In the patch, what is the new name of the `query` parameter of `calculate_gather_stats`?

» **Page text**:
=======

From 4bae86bef16237ec5c84600b1f5e7a6f67cc35fd Mon Sep 17 00:00:00 2001
From: "C. Titus Brown" <titus@idyll.org>
Date: Tue, 15 Oct 2024 11:06:04 -0700
Subject: [PATCH] MRG: refactor `calculate_gather_stats` to disallow repeated
 downsampling (#3352)

This PR builds on the refactoring in #3342 to do less downsampling and
also avoids doing intersections twice (per #3196).

Benchmarks in
https://github.com/sourmash-bio/sourmash_plugin_branchwater/pull/471 are
pretty astonishing...

Fixes https://github.com/sourmash-bio/sourmash/issues/3196

---------

Co-authored-by: Luiz Irber <luizirber@users.noreply.github.com>
---
 src/core/src/index/mod.rs                    | 31 +++++++++---------
 src/core/src/index/revindex/disk_revindex.rs | 33 +++++++++++---------
 2 files changed, 36 insertions(+), 28 deletions(-)
diff --git a/src/core/src/index/mod.rs b/src/core/src/index/mod.rs
index c71bb5e58..8ed7f63e0 100644
--- a/src/core/src/index/mod.rs
+++ b/src/core/src/index/mod.rs
@@ -17,7 +17,6 @@ use getset::{CopyGetters, Getters, Setters};
 use log::trace;
 use serde::{Deserialize, Serialize};
 use stats::{median, stddev};
-use std::cmp::max;
 use typed_builder::TypedBuilder;
 
 use crate::ani_utils::{ani_ci_from_containment, ani_from_containment};
@@ -28,6 +27,7 @@ use crate::selection::Selection;
 use crate::signature::SigsTrait;
 use crate::sketch::minhash::KmerMinHash;
 use crate::storage::SigStore;
+use crate::Error::CannotUpsampleScaled;
 use crate::Result;
 
 #[derive(TypedBuilder, CopyGetters, Getters, Setters, Serialize, Deserialize, Debug, PartialEq)]
@@ -209,7 +209,7 @@ where
 #[allow(clippy::too_many_arguments)]
 pub fn calculate_gather_stats(
     orig_query: &KmerMinHash,
-    query: KmerMinHash,
+    remaining_query: KmerMinHash,
     match_sig: SigStore,
     match_size: usize,
     gather_result_rank: usize,
@@ -218,29 +218,31 @@ pub fn calculate_gather_stats(
     calc_abund_stats: bool,
     calc_ani_ci: bool,
     confidence: Option<f64>,
-) -> Result<GatherResult> {
+) -> Result<(GatherResult, (Vec<u64>, u64))> {
     // get match_mh
     let match_mh = match_sig.minhash().expect("cannot retrieve sketch");
 
-    let max_scaled = max(match_mh.scaled(), query.scaled());
-    let query = query
-        .downsample_scaled(max_scaled)

=======

(Collected data)
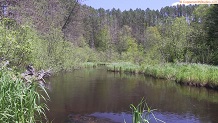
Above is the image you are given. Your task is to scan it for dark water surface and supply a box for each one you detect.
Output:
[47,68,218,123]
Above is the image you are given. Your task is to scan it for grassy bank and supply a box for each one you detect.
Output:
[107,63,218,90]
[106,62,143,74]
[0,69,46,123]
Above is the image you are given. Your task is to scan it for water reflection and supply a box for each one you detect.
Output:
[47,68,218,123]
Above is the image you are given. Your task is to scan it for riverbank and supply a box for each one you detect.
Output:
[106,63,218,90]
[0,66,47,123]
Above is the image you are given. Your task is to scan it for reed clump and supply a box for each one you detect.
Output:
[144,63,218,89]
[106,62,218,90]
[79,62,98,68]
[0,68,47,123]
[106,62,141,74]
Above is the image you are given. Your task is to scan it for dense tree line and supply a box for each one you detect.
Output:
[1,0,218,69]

=======

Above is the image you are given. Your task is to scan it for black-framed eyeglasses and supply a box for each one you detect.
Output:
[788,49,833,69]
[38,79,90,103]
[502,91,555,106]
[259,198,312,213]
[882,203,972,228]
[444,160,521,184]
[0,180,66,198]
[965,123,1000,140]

=======

» **The reply**:
`remaining_query`